DOCUMENT SECTION
(begin)

That's the point though, isnt it? Luntz, the intro says, has "run more than 500 polls for corporations and lobbying groups". And quizzed about that work, he says, "the key in survey research is to [..] ask a question in the way that you get the right answer [..]". Which is indeed exactly what corporations and lobbyists will use polls for.

And the video shows in a very funny way how that can be done exactly. Or rather, they have Luntz explain it: "What you will find is that two virtually the same questions, with just a single change of wording, you get a very different reaction".

But then the guys in the video make a big jump, and conclude: "polling is bullshit". Period. All polling, apparently. No distinction, end of story, f*ck em already.

Thats a pity, because in another dimension, they could have taken Luntz' words and the little street experiment as the basis for a kind of manual on how to use polls. How to read them and evaluate them.

For example: dont ever go on just the one poll. If you really never can know for sure about it, why trust this one company about what people think? However, if 10 polls by 10 different polling companies show the same numbers, or the same trends, than you can be sure you're not looking at concocted numbers. I mean, if you're not living in Russia. Even hypothetically, there's just no way they can all be "bought" and bought by the same party even, too.

Second example: follow the money. Who commissioned the poll? Any poll commissioned and thereafter publicized by some corporation that's to do with questions about its work or products is suspect. Any poll commissioned by a lobbying group is suspect. Because yes, there are plenty pollsters willing to get the wanted results for a fee.

Zogby, for example, has been criticized for mixing independent work with doing polls for lobbies, forcing the reader to pay attention to what kind of poll this latest one is.

But polls by the network media about the presidential elections? Do CBS, CNN or NBC push their pollsters to get a favourable result for one or the other candidate? Hardly. If only already because it's much too dangerous a game in town. There's a ton of pollsters out there polling the same questions - it's not like you're doing a poll about the quality of L'Oreal shampoo and you can lie your head off because there's no rival polls revealing how off you are anyway. There's a lot of directly comparative material, and if one of the networks would consistently get numbers off from everyone else's, it loses credibility, people pay less attention to it, and down the line that hurts their bottom line. Same if they consistently turn out to have one candidate or party up higher than the actual results end up being.

(end)

GIVEN MATERIAL
(begin)

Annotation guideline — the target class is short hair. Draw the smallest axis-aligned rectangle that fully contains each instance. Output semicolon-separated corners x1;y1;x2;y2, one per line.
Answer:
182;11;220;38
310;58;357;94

(end)

TASK GOAL
Rewrite the part of the commentary on polling that opens with the words containing "For example: dont" and closes with "results for a fee.", replacing "suspect" with "questionable" wherever it occurs. The lines above are not required for this exercise.

EXPECTED OUTPUT
For example: dont ever go on just the one poll. If you really never can know for sure about it, why trust this one company about what people think? However, if 10 polls by 10 different polling companies show the same numbers, or the same trends, than you can be sure you're not looking at concocted numbers. I mean, if you're not living in Russia. Even hypothetically, there's just no way they can all be "bought" and bought by the same party even, too.

Second example: follow the money. Who commissioned the poll? Any poll commissioned and thereafter publicized by some corporation that's to do with questions about its work or products is questionable. Any poll commissioned by a lobbying group is questionable. Because yes, there are plenty pollsters willing to get the wanted results for a fee.